## Begin Text segment

"All things are connected . . .
Whatever befalls the earth befalls
the sons of the earth."
-Chief Sealth

Cover detail: Boy and
Woman in an Interior, by
Paul Mathey.

Woodcuts by Ellen Raskin
A Child's Christmas in

Short Order
The essay and short story hold a special place in the heart of most every writer. The old axiom "You have to walk before you can run," holds as true in the literary arena as in sports, and for many of us, both as writers and readers, the short story is what we took our first steps with.

The Gifts of Reading
by Robert MacFarlane
Random House, 2017
ISBN: 978-0-241-97831-3
$4.99, 34 pp

With the publishing of The Gifts of Reading, author and essayist Robert MacFarlane proves his generosity both as a writer and human being. Its 34 pages are dedicated to gifts: the gift one gives; the gift one receives; the gift one possesses in the form of talent, even if that talent is as simple as the act of giving. Robert MacFarlane is an expert on gifts, because Robert MacFarlane is a giver.

Economy of Words
Specifically, The Gifts is a reflection on books MacFarlane's received as presents. More broadly, it's a celebration of the entire concept of giving. He covers the anticipation of the gift (both by the giver and the recipient), the excitement of discovery one experiences when receiving a gift, and why it is giving - even when re-gifting - feels so much better than hoarding.

McFarlane begins with a reminiscence. He recalls a period of his life when he lived in China, teaching University. His subject was English literature, and had to be taught in accordance with the rules of the Chinese Communist Party. This required his department to concentrate on the writing, while condemning the content. For instance, Dickens' A Christmas Carole might be read for its structure, but the moral of the story had to conform to Maoist ideals. Dickens could be lauded for his craft, but Scrooge - as the involuntary representative of Western culture's imperial ambitions - had to be condemned with prejudice for the cumulative sins of capitalism. Oscar Wilde the socialist was celebrated, but Oscar Wilde the aesthete was not.

## End Text segment
## Begin Dataset entries

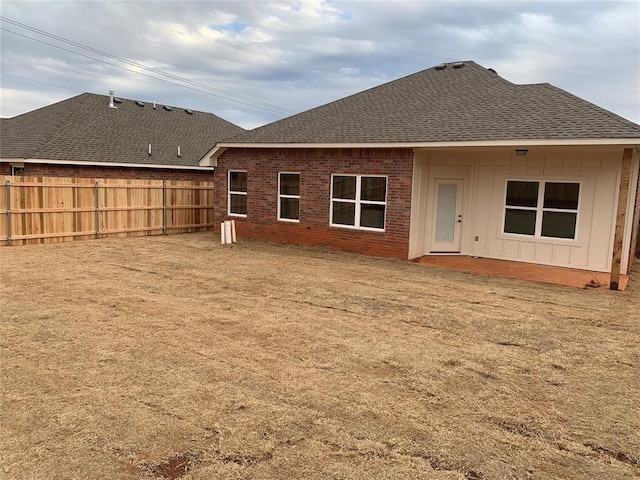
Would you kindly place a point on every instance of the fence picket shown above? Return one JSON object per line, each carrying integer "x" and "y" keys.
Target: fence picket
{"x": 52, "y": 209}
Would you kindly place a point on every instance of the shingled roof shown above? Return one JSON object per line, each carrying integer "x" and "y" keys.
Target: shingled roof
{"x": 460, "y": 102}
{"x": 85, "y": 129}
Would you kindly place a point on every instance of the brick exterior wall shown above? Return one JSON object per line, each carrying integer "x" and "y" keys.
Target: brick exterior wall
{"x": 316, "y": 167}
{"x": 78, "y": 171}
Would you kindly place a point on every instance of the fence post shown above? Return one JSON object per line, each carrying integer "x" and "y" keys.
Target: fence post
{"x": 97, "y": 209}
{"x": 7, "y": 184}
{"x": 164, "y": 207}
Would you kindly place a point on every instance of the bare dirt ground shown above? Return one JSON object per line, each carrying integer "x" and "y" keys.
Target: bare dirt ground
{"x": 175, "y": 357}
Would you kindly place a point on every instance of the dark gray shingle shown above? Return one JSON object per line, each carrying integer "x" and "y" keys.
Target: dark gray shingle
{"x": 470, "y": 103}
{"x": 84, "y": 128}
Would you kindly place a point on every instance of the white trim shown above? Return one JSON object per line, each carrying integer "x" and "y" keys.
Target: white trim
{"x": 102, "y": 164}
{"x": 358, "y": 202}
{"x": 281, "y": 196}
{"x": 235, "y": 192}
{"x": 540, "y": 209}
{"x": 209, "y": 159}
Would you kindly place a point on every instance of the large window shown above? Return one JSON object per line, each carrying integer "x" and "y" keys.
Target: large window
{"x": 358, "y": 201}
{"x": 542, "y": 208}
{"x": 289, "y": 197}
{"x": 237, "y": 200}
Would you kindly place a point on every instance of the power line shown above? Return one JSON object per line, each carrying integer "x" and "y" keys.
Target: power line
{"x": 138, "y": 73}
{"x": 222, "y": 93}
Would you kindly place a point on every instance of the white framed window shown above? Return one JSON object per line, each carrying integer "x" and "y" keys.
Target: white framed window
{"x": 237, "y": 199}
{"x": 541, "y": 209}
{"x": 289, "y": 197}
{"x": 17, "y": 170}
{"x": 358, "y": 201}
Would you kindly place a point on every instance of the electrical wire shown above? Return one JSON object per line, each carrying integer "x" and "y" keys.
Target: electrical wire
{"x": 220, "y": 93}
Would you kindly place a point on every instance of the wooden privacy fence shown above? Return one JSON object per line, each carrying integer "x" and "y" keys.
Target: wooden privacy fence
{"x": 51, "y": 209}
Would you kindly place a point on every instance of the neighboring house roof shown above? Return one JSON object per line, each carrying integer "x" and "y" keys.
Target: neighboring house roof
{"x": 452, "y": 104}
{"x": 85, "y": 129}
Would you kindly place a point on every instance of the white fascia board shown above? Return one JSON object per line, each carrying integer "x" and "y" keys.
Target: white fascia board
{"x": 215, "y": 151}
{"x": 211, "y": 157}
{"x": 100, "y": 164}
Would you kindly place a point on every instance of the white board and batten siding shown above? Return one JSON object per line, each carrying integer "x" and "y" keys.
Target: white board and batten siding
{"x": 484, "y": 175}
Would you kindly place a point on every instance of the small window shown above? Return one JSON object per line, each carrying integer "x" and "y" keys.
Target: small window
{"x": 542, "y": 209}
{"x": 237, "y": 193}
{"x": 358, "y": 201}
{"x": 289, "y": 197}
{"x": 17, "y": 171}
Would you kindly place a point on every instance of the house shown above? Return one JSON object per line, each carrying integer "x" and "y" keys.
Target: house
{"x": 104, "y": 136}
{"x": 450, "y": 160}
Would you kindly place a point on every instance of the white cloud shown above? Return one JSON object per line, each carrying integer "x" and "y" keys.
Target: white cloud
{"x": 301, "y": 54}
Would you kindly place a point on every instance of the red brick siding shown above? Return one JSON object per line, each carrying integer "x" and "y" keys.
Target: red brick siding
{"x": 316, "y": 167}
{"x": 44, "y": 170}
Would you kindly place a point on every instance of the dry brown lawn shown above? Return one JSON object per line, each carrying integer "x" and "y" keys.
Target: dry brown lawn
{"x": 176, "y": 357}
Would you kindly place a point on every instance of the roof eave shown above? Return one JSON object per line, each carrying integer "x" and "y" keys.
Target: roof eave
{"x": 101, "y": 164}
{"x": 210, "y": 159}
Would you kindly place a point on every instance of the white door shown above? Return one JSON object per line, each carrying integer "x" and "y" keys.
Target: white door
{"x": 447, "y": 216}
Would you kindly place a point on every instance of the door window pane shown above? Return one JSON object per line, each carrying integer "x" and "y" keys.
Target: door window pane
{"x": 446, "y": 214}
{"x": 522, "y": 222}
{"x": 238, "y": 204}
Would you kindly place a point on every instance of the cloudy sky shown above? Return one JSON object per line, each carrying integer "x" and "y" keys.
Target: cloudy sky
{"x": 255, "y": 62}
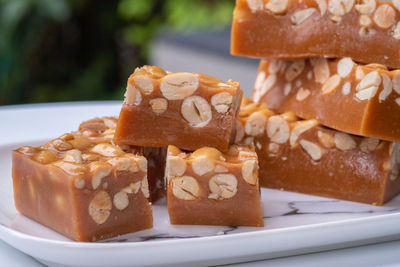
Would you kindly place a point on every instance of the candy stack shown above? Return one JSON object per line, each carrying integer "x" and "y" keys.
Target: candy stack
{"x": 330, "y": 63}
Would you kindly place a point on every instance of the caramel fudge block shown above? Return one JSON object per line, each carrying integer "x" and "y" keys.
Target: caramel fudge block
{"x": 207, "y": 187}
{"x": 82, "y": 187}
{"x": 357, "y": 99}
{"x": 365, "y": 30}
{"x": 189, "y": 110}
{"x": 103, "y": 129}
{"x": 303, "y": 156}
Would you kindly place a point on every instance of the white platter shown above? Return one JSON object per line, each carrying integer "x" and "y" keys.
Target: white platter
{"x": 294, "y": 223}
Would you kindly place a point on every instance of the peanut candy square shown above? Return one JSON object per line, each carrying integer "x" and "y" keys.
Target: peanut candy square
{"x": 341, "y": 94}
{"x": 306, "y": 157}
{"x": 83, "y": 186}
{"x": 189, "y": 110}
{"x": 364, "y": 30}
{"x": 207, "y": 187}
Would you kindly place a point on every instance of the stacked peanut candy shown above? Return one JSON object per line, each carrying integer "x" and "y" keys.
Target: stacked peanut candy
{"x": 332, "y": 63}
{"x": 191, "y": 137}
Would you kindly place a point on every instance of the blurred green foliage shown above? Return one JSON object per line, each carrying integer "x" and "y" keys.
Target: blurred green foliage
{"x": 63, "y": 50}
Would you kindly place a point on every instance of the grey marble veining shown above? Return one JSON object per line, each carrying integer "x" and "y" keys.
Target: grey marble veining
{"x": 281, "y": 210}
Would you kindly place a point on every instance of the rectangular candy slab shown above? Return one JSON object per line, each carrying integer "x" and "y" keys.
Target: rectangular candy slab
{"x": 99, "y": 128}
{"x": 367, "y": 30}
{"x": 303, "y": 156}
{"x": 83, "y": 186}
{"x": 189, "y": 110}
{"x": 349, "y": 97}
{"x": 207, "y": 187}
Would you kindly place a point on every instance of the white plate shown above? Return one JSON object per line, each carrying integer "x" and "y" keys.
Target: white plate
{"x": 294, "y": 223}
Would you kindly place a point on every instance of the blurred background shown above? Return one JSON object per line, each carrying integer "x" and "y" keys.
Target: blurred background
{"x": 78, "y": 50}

## End Dataset entries

Stated problem: Give everything in the review above from "Cover detail: Boy" down to "first steps with." again, switching "sports" to "athletics".

Solution below:
Cover detail: Boy and
Woman in an Interior, by
Paul Mathey.

Woodcuts by Ellen Raskin
A Child's Christmas in

Short Order
The essay and short story hold a special place in the heart of most every writer. The old axiom "You have to walk before you can run," holds as true in the literary arena as in athletics, and for many of us, both as writers and readers, the short story is what we took our first steps with.